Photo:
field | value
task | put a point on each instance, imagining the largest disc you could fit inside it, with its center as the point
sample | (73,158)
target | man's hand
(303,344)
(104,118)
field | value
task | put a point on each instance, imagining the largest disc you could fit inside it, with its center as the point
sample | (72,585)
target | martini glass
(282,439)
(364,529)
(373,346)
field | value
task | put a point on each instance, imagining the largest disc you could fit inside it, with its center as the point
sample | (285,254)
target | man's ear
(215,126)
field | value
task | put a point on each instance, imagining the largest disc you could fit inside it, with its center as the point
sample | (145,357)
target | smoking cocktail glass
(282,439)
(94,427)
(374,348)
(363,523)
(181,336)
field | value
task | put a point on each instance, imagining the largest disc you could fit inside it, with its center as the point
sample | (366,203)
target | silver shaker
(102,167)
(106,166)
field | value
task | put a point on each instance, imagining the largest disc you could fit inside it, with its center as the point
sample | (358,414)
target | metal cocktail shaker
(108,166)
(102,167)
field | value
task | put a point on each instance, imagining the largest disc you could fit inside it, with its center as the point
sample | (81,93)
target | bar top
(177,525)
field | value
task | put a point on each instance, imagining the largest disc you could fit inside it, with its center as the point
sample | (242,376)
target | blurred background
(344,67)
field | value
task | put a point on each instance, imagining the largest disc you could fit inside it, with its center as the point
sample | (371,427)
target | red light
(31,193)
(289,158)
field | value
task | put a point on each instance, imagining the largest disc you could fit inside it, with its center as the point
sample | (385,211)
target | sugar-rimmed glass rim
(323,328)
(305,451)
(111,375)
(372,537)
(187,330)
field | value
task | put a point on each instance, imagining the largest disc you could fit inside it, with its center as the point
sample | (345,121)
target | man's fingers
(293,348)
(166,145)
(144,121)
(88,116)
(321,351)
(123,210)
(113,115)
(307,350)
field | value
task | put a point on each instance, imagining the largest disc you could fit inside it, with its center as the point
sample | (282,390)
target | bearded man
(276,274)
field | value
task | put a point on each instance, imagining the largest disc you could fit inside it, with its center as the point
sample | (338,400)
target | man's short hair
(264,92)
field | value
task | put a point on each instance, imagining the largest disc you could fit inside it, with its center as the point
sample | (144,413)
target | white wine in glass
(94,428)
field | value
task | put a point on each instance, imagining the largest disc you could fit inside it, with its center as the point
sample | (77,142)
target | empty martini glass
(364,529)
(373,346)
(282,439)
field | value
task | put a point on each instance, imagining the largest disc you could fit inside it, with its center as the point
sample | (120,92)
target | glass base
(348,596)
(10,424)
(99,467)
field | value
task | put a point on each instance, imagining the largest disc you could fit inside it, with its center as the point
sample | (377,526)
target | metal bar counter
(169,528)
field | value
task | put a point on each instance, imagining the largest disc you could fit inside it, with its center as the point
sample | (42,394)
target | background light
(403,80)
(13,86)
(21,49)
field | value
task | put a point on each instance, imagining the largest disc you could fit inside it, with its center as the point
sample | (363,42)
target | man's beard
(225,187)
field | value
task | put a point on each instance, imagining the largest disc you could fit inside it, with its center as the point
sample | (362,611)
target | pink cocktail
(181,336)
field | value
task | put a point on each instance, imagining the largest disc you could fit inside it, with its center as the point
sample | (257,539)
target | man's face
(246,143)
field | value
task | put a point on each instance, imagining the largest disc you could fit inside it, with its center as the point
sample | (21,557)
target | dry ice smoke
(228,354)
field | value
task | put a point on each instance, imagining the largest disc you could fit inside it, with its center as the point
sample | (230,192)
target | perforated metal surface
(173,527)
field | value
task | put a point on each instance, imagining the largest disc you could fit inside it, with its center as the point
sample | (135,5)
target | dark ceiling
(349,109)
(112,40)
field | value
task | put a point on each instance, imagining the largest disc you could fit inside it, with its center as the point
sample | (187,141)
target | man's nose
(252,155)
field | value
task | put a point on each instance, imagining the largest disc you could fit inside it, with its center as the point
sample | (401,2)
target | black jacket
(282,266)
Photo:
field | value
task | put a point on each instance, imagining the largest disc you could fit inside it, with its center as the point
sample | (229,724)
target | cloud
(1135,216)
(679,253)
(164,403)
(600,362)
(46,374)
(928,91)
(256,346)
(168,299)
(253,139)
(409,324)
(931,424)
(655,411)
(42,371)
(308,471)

==

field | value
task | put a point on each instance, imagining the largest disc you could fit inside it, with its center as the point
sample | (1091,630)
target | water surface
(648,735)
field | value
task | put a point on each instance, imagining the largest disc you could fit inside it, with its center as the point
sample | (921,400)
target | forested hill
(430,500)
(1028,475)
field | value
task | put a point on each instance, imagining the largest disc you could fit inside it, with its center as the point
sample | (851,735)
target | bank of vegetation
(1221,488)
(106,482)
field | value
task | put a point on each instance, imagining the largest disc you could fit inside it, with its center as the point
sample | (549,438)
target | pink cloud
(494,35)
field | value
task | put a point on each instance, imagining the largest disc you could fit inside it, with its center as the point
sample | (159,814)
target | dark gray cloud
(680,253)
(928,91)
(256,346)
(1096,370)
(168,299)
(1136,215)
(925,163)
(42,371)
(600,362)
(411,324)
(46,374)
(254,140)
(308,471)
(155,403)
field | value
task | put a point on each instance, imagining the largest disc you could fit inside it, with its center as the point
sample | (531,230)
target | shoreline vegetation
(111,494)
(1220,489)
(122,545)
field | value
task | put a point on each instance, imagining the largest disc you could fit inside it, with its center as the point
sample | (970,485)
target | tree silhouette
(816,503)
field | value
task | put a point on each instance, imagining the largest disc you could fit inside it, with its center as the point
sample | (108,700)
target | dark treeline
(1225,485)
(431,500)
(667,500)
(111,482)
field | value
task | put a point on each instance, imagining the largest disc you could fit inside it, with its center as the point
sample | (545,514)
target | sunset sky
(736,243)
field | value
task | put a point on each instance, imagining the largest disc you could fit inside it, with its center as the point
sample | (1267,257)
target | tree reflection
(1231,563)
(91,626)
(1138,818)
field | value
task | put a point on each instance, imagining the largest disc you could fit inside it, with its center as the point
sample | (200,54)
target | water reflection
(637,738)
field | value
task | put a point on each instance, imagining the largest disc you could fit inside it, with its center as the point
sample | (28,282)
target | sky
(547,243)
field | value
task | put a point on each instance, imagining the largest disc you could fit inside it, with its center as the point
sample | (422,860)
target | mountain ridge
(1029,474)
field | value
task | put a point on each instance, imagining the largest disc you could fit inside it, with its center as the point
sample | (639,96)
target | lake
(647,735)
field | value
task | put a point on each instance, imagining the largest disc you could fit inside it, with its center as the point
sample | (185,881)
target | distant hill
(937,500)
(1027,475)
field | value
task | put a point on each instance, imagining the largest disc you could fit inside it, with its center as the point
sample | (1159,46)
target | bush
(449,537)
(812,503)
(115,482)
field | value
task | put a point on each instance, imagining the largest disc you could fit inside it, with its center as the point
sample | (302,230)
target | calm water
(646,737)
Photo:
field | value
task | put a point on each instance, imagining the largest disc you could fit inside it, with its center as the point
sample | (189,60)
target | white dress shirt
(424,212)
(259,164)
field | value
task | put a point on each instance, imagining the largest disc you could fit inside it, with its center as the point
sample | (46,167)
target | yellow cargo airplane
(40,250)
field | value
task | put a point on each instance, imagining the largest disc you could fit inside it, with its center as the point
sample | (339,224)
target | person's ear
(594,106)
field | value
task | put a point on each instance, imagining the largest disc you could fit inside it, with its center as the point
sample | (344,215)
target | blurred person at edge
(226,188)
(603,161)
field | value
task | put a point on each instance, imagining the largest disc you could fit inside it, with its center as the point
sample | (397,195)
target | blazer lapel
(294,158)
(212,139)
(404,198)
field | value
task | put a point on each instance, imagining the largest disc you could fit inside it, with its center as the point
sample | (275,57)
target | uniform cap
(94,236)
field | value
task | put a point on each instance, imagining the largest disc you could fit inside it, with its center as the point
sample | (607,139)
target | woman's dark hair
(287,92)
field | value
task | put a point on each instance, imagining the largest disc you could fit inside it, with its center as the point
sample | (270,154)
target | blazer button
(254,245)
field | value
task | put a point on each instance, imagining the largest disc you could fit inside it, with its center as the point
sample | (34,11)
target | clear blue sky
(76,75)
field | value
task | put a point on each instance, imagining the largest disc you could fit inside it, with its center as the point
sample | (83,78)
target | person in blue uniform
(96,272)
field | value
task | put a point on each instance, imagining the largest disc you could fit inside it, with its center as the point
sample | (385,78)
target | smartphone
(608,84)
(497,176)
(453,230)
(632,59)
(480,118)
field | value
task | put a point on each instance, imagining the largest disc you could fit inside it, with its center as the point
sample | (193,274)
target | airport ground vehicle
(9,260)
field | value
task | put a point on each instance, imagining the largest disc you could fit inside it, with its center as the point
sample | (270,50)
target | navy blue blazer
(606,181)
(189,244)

==

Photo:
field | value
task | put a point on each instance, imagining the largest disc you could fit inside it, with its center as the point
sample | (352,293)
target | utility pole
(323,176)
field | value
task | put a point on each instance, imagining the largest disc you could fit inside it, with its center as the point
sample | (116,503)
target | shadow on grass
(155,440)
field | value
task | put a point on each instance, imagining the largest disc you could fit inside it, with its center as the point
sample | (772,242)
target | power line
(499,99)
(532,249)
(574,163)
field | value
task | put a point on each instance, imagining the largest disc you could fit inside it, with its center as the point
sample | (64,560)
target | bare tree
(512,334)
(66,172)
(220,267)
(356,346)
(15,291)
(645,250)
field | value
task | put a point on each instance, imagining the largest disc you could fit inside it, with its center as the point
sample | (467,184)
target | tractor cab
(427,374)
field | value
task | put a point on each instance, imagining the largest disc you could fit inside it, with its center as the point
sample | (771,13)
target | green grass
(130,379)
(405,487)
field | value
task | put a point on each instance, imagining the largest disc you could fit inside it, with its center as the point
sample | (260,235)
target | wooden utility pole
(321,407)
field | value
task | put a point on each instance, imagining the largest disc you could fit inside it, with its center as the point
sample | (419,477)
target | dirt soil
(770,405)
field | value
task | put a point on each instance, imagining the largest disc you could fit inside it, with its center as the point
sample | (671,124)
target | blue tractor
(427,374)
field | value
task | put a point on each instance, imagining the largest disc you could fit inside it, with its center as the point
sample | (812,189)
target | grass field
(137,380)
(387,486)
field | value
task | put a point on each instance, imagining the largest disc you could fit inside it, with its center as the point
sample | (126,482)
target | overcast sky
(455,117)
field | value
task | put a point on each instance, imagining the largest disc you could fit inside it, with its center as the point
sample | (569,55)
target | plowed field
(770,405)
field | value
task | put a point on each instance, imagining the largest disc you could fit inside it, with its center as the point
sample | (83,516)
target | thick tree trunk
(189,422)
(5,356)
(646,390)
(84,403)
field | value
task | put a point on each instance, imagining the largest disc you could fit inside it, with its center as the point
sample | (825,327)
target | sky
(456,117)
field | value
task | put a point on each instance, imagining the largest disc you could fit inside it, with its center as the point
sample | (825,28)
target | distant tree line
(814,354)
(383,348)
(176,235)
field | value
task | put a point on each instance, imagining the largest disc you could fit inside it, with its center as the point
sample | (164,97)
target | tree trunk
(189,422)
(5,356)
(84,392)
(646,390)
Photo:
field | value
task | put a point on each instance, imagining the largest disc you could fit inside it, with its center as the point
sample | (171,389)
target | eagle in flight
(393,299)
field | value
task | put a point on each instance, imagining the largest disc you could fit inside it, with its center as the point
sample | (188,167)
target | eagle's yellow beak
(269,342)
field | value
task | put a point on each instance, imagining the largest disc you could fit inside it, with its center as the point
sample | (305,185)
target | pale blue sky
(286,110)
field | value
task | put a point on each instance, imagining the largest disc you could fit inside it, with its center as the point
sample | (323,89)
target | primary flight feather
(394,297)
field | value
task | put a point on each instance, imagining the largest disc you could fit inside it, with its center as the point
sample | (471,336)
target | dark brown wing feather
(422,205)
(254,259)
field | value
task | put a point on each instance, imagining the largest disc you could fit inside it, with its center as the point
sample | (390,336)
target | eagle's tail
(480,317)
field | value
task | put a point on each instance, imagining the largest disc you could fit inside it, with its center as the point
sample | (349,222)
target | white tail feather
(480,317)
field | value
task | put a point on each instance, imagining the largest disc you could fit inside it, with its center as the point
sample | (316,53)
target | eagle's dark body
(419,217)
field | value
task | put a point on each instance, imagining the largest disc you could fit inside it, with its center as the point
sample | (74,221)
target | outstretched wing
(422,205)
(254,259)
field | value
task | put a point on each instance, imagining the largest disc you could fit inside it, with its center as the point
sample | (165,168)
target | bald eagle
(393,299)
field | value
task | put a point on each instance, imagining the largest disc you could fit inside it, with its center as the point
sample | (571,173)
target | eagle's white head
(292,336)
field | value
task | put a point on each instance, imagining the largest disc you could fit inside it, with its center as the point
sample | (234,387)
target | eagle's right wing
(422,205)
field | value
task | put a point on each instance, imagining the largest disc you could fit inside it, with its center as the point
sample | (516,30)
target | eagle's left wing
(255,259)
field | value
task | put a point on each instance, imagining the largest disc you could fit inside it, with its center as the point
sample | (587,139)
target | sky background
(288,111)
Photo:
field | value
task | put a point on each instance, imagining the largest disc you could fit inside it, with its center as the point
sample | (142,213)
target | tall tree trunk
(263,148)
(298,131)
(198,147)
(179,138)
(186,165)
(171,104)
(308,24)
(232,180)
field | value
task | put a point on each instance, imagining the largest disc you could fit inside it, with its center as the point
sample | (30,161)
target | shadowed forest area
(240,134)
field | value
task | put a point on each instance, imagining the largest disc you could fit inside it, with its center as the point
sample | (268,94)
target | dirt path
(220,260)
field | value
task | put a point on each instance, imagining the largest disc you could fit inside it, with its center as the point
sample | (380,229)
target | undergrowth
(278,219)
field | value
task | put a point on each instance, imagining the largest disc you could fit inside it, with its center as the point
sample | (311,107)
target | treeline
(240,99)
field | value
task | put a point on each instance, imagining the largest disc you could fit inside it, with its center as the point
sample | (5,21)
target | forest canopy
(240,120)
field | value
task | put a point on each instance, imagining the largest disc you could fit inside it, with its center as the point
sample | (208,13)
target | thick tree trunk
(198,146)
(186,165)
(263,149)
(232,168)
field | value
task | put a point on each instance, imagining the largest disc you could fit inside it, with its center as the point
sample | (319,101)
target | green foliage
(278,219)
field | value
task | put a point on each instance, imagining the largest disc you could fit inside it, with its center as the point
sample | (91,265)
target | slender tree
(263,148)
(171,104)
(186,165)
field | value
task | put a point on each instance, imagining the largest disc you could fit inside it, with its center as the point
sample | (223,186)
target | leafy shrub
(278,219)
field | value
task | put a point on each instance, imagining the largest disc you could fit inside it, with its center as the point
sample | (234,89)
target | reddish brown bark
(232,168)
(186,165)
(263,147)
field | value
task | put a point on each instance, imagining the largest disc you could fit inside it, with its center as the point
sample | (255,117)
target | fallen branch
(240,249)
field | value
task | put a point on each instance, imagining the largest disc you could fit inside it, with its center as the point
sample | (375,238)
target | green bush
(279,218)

Request » Count the lines in the data above that contain the word "yellow", treating case as significant, and give only the number.

Answer in full » 2